Explore the material:
a: In the remote-work article, what share of the workforce is estimated to still work remotely at least five days per month in 2025?
b: Write out the part of the remote-work article from "At the start" to "these unprecedented times.", word for word.

At the start of the pandemic, 88% of organizations encouraged or required employees to work from home as a temporary safety measure. Now, one year later, remote work continues to reshape the way many businesses operate. For those that have proven success despite new working conditions, long-term work from home (WFH) arrangements are becoming the standard.
As an estimated 70% of the workforce will still work remotely at least five days per month in 2025, companies should evaluate whether they have a long-term plan for remote work. If you haven’t already, consider revising your WFH policies and exploring ways to help employees during these unprecedented times.
Read on to learn how you can better support your teams as they adjust to long-term remote work arrangements.
Establish a Digital Support Structure
In-person conferences and classes are quickly becoming a thing of the past as more companies allow employees to work from home. However, continuing education (CE) programs are sensible investments that benefit both employers and employees as they can help teams expand their existing skill sets, learn new skills, and collaborate in a safe and socially-distant environment. Offering these resources can also encourage growth, development, and knowledge sharing among teams.
Fortunately, many of the same continuing education resources that were once offered in the office are available online. To support career advancement, consider offering a media library of resources like webinars, CE classes, and certificates that employees can complete on their own time. Establishing a content catalogue of learning materials will grant employees the opportunity to learn at a pace that is comfortable for them.
Help Create a Productive Work Environment
When employees first made the transition to working from home, many took swift action by turning guest bedrooms, basements, and even closets into temporary workspaces. As more permanent work from home accommodations come into play, managers should encourage employees to create a more established workspace that is free from normal home life distractions. Having this space can help employees stay focused on their work and mentally separate personal and professional responsibilities.
Working from home long-term will also require that they have all of the necessary equipment to perform their jobs. As an employer, it’s your responsibility to ensure your employees have what they need. To help offset these costs, some companies have offered home-office stipends to reimburse employees for equipment, like monitors, desks, and other work-related tools for their home office space. These may either be lump sum payments or allowances provided on a monthly, quarterly, or annual basis.

Supplied records:
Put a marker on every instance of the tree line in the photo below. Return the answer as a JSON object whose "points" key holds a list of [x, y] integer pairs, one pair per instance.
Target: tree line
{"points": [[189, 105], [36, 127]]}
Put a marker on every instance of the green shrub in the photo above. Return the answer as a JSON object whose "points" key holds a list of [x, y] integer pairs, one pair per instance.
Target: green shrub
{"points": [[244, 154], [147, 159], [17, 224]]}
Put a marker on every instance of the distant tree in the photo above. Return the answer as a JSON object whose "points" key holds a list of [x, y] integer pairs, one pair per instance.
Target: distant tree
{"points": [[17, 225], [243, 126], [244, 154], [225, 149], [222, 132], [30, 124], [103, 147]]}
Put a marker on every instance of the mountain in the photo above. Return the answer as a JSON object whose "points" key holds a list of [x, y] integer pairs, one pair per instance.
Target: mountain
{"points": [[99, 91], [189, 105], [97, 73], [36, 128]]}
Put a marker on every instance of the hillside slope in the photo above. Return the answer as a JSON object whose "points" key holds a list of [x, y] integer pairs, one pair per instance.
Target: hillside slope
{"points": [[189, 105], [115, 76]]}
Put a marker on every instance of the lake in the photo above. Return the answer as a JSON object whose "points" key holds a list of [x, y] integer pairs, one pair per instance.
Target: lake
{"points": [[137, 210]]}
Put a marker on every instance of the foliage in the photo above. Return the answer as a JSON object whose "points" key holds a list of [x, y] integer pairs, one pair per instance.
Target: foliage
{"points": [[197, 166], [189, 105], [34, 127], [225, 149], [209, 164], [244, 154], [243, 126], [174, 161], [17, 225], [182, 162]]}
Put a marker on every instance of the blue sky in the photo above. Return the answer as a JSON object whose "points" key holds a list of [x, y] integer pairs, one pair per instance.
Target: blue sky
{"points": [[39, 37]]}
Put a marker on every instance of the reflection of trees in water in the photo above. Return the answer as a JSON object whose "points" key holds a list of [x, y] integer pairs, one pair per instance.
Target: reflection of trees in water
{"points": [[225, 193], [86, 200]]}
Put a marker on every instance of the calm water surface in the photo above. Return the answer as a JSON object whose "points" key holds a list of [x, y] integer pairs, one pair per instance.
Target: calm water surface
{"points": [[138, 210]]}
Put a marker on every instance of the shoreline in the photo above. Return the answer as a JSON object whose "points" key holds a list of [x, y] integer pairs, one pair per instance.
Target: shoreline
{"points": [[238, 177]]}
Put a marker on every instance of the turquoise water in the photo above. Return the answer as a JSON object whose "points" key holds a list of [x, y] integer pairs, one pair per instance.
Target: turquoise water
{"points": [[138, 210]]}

Solutions to each task:
a: An estimated 70%.

b:
At the start of the pandemic, 88% of organizations encouraged or required employees to work from home as a temporary safety measure. Now, one year later, remote work continues to reshape the way many businesses operate. For those that have proven success despite new working conditions, long-term work from home (WFH) arrangements are becoming the standard.
As an estimated 70% of the workforce will still work remotely at least five days per month in 2025, companies should evaluate whether they have a long-term plan for remote work. If you haven’t already, consider revising your WFH policies and exploring ways to help employees during these unprecedented times.